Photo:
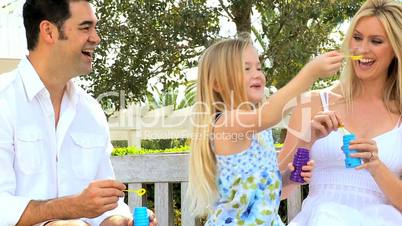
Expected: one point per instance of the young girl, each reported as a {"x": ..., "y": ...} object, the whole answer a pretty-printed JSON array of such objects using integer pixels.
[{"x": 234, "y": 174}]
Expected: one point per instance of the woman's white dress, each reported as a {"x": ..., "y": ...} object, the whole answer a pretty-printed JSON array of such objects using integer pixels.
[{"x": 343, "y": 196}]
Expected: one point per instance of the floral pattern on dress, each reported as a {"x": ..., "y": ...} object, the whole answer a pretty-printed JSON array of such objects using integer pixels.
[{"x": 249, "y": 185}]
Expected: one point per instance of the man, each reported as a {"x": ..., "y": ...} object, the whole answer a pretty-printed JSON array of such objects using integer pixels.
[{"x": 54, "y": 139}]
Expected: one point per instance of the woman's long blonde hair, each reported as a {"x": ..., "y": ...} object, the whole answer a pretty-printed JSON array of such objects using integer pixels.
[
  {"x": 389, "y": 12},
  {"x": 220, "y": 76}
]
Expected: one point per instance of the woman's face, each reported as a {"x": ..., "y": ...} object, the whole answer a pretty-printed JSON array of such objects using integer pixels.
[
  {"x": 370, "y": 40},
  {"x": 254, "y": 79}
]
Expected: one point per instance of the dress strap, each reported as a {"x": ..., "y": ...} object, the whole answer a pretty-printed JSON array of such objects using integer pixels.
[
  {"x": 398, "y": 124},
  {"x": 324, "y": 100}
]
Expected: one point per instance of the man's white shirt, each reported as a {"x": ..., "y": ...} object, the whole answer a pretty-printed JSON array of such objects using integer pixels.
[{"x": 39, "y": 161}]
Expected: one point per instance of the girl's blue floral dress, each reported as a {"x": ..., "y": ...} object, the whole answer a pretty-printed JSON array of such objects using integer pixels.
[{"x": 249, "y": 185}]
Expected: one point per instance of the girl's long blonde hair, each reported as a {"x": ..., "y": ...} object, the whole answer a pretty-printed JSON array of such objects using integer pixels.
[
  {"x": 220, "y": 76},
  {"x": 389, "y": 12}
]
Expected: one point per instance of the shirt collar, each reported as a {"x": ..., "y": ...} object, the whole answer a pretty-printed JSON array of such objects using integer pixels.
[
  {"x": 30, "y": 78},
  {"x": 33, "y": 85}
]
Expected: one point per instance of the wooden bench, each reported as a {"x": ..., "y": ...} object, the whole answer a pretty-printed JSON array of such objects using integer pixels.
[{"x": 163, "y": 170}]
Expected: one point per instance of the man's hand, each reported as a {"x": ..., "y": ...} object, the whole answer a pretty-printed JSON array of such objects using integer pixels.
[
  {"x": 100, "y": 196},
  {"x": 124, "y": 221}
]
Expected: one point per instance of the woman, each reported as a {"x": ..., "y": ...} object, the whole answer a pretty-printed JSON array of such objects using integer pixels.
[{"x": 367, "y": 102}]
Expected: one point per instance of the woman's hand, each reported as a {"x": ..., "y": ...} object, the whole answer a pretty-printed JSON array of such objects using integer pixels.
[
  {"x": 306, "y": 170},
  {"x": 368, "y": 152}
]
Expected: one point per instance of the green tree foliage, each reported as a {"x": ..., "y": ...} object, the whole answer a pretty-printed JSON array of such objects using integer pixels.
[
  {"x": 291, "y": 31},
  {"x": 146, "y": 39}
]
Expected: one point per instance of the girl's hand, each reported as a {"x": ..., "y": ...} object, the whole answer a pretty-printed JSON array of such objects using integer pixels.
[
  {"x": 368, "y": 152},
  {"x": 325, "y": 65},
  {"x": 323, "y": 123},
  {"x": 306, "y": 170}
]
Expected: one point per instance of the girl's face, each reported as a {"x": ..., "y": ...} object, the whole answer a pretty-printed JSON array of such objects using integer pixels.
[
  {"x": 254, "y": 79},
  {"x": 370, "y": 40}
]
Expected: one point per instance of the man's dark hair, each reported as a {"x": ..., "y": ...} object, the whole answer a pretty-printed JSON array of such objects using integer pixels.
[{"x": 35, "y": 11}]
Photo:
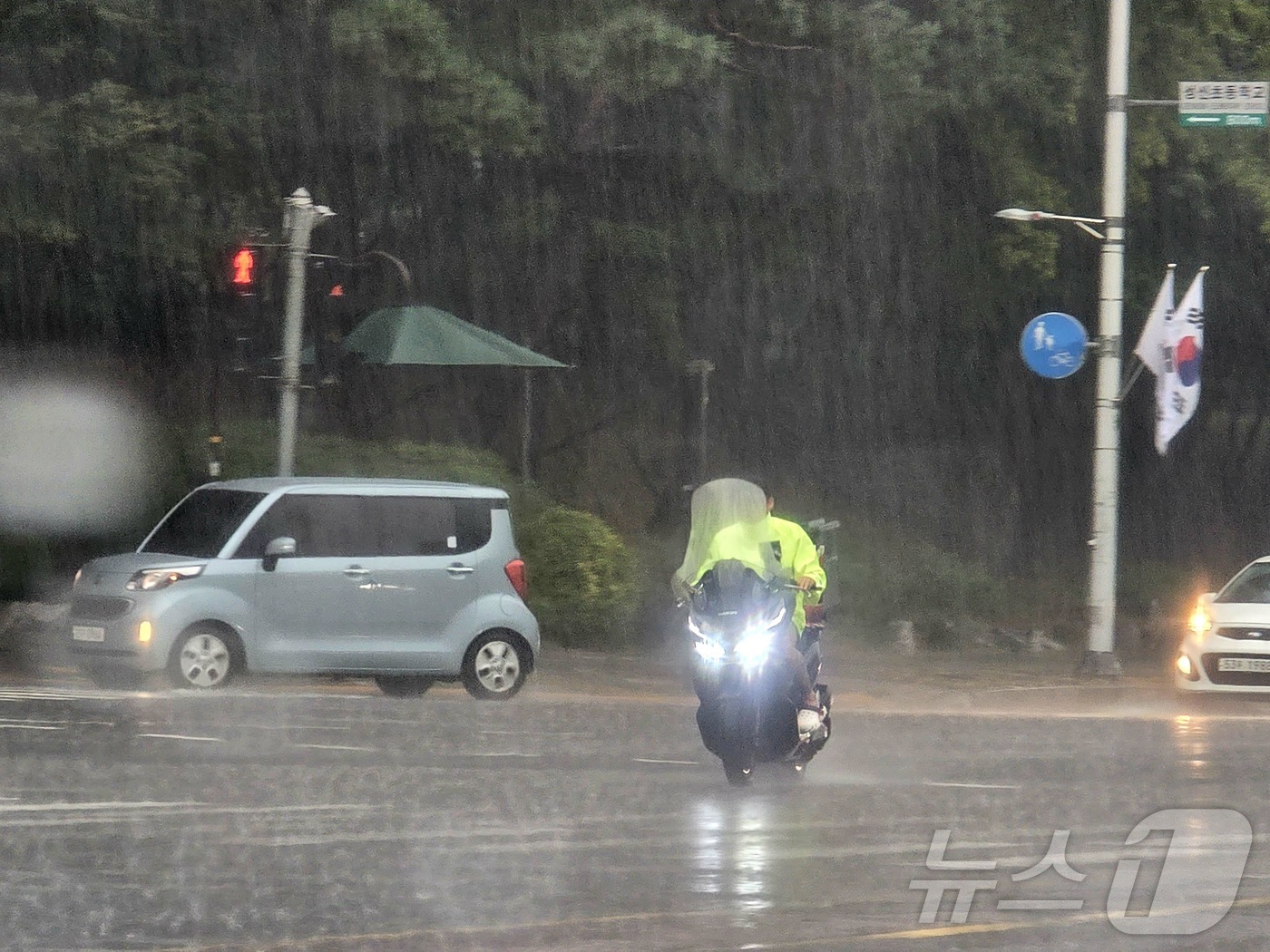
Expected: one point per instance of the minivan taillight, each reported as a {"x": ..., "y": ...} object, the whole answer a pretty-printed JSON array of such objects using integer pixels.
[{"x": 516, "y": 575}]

__________

Task statement —
Reproduce the records from the line containing "Expected: one point per instance of the man's dark" through the end of the records, inclusive, renaming "pretty-printed" to "compact" wherever it occurs and leaving everything else unchanged. Leave the pictures out of your answer.

Task solution —
Expected: one point per instance of the man's dark hair, each reported as a {"x": ..., "y": ...} object, the whole answer a compact JSON array of such objects using integer pixels.
[{"x": 35, "y": 11}]
Photo:
Expected: one point per instance of the minivan taillight, each reported as a {"x": ..., "y": ...} object, the whole answer a compact JSON array of such objects using integer pixels.
[{"x": 516, "y": 575}]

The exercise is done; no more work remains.